**Listing:**
<<<<
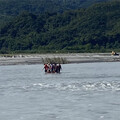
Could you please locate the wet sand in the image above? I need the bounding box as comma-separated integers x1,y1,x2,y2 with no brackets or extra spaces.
0,53,120,65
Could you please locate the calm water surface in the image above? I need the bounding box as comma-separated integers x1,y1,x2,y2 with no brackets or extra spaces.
0,62,120,120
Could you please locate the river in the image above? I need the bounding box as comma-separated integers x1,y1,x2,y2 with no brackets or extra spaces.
0,62,120,120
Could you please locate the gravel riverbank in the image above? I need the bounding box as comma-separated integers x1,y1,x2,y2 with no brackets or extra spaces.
0,53,120,65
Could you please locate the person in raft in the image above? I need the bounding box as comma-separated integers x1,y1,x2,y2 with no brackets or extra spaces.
44,63,62,73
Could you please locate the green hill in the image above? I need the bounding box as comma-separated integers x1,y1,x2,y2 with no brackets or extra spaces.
>>>>
**Challenge:**
Reproduce all the items above, requests included, but shift every bounding box coordinate in the answers by adding 117 to it. Leave the pictures out.

**Exercise result:**
Could you please locate the wet sand in the image above? I need the bounding box as comma-separated integers x1,y1,x2,y2 with no brackets or extra spaces.
117,170,237,182
Could you please locate the calm water surface in the image above? I need the bounding box as comma-separated integers x1,y1,x2,y2 with no brackets or extra spaces.
117,179,237,237
Could you please locate the river in the image above? I need the bounding box as comma-separated integers x1,y1,x2,y2 with no brackets or extra spaces.
117,179,237,237
Could you please locate the gravel riverbank in the image above? I need the bounding box as comma-separated integers x1,y1,x2,y2 with no brackets or extra spaces.
117,170,237,182
Could you please locate the person in raft in the image above? I need the bounding box as comma-separated integers x1,y1,x2,y2 with no brackets or extra spaces.
161,180,179,190
Could you please locate the green hill in the image above? I need the bounding box as comma-separated integers x1,y1,x2,y2 with no brackets or extra spaces.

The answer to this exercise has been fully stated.